## [Stated goal]
Find "Locate every instance of the airstairs" in the records that follow; print that line and each subsequent line through the last one, verbatim and with nothing added.

-.-.-

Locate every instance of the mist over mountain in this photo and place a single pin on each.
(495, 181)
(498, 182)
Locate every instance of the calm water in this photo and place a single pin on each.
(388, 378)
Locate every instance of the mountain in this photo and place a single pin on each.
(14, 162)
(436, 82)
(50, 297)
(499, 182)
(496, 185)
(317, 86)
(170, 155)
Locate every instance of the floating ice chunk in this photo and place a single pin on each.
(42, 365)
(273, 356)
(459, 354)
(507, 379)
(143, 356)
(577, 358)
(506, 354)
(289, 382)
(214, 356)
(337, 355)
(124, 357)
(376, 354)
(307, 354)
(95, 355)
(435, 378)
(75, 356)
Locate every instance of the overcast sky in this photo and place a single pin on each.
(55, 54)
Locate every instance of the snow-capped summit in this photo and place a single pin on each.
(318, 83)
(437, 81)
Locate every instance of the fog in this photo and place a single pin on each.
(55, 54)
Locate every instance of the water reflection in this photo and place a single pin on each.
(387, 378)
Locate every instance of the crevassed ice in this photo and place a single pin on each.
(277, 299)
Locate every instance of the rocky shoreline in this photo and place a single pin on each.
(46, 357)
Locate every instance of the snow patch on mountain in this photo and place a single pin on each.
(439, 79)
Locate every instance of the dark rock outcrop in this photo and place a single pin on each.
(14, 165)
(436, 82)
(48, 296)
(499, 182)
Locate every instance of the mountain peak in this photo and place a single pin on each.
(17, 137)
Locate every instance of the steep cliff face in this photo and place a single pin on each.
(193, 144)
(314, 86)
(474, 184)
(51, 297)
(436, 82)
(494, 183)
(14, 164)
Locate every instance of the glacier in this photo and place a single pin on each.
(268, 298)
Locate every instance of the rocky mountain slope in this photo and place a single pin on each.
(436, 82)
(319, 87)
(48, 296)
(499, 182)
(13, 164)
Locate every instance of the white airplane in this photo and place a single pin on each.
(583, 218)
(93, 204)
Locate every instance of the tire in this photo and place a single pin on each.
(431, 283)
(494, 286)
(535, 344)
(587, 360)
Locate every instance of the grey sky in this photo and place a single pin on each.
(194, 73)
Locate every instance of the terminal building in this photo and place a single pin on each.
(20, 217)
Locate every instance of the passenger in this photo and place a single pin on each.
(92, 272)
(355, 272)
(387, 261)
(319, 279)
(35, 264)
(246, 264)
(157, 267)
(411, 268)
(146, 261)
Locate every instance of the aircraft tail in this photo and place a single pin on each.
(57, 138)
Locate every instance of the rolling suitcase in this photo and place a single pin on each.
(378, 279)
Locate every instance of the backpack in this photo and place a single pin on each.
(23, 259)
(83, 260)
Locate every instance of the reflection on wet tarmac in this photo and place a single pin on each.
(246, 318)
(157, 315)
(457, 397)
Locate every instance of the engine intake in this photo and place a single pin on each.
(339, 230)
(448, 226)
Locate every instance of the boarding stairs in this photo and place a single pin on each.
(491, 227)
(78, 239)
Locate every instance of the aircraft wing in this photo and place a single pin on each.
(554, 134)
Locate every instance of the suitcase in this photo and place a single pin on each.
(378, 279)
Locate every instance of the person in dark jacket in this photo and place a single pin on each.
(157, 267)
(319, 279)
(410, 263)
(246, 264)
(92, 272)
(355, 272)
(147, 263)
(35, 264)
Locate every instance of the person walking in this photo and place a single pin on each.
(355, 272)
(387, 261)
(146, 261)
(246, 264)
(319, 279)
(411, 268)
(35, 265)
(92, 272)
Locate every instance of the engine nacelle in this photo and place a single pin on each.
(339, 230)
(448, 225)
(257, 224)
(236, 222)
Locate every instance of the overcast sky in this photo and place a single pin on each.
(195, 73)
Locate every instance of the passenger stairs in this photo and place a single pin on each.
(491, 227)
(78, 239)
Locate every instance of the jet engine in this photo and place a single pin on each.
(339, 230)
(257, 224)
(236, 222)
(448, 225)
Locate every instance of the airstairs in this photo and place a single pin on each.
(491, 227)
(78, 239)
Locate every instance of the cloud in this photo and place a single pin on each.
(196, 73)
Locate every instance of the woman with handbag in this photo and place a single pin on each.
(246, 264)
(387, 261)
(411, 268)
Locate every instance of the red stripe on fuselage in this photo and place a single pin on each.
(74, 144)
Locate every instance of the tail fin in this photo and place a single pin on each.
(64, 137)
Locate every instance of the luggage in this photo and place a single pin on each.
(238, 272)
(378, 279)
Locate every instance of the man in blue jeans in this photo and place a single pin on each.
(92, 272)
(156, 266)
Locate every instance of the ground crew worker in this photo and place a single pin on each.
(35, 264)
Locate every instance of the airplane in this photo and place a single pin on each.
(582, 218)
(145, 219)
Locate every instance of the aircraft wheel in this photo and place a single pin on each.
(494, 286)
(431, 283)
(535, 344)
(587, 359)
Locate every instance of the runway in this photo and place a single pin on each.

-.-.-

## [Written answer]
Locate every instance of the airstairs in this photo and place a single pin on each.
(491, 227)
(78, 239)
Locate every instance of the cloud in this photo and place a single pin on each.
(196, 73)
Locate every instance of the woman with handbag in this photo and place a single pin on each.
(246, 264)
(387, 261)
(411, 268)
Locate every instance of the red stripe on fuselage in this photo and place a single pin on each.
(74, 144)
Locate every instance of the tail fin in this photo and place a single pin on each.
(64, 137)
Locate every instance of the luggage in this photo and place a single pin on each.
(238, 272)
(378, 279)
Locate every instance of the man in blue jeans in this photo and place a single pin on each.
(92, 272)
(156, 266)
Locate every instance of the ground crew worker in this photo and place a single pin on each.
(35, 264)
Locate every instance of the airplane in this photo and place a single pin on each.
(582, 218)
(145, 219)
Locate every instance of the aircraft wheel in this photo and place a single pin on each.
(494, 286)
(431, 283)
(535, 344)
(587, 359)
Locate every instance of the runway in this photo and place a single pin on each.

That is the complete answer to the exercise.